> _Supplied data_
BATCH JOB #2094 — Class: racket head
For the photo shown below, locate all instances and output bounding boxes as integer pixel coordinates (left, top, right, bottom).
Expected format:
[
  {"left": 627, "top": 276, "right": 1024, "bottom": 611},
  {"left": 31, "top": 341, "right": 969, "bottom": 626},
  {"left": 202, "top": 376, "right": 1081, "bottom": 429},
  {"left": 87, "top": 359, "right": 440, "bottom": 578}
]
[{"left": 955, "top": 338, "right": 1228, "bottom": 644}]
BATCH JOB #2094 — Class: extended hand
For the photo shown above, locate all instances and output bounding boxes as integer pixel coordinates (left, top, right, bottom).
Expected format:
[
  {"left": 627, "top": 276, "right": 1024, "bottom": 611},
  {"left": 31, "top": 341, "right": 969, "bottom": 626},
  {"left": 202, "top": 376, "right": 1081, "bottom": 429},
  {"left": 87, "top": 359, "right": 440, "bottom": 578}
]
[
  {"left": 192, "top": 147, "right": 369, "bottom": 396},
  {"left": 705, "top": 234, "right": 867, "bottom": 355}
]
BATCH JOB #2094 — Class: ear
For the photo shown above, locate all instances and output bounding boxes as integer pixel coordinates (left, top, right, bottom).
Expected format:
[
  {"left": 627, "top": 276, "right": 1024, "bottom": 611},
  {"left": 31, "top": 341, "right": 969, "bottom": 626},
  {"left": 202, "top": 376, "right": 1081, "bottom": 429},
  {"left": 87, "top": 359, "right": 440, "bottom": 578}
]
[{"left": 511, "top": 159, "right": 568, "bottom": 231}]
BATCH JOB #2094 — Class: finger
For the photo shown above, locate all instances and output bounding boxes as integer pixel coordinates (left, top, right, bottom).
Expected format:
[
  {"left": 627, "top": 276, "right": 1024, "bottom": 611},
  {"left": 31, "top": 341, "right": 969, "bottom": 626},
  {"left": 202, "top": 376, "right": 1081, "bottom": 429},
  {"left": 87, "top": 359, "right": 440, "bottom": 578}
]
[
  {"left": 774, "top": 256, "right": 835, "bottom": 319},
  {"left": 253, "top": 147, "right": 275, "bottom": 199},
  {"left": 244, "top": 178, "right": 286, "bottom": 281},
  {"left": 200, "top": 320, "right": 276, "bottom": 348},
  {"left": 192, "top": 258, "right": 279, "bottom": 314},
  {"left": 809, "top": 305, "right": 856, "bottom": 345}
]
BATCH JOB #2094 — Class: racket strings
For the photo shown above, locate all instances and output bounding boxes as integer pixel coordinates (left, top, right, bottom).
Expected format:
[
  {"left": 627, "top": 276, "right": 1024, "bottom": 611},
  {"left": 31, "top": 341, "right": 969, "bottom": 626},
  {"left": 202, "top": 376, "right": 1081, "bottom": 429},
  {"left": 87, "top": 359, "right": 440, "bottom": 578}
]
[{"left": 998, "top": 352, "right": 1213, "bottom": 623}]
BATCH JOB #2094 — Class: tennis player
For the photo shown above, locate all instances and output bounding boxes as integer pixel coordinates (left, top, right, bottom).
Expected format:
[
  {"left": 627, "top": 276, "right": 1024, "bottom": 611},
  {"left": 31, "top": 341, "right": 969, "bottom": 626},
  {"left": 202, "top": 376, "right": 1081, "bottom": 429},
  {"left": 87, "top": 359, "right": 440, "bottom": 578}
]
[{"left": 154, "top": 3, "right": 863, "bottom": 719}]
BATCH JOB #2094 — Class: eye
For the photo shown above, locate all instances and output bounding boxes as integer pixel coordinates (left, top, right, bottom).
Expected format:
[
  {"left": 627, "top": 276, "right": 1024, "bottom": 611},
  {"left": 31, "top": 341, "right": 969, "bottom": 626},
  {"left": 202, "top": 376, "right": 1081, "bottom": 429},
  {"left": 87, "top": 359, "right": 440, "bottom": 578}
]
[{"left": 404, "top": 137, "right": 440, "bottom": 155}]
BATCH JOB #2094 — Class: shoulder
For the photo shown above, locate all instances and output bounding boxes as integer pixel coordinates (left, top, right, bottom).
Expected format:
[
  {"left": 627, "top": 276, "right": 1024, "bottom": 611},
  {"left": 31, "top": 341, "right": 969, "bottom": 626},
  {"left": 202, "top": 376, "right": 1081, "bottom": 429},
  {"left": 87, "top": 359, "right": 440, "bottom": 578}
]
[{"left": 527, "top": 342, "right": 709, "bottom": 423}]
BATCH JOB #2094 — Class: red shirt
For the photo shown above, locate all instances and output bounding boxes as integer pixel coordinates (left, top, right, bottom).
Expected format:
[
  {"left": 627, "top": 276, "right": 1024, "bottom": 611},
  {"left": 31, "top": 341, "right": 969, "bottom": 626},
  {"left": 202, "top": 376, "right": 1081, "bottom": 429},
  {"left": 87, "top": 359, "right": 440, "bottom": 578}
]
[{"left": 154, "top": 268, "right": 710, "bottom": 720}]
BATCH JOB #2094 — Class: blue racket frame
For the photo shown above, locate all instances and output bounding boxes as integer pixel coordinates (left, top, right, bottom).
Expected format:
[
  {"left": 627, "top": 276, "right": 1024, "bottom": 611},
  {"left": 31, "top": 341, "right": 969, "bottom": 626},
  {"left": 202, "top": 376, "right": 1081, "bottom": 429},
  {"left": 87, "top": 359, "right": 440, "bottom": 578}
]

> _Task prompt_
Report only the number of lines above that contain the string "racket".

> _Output for this exercise_
3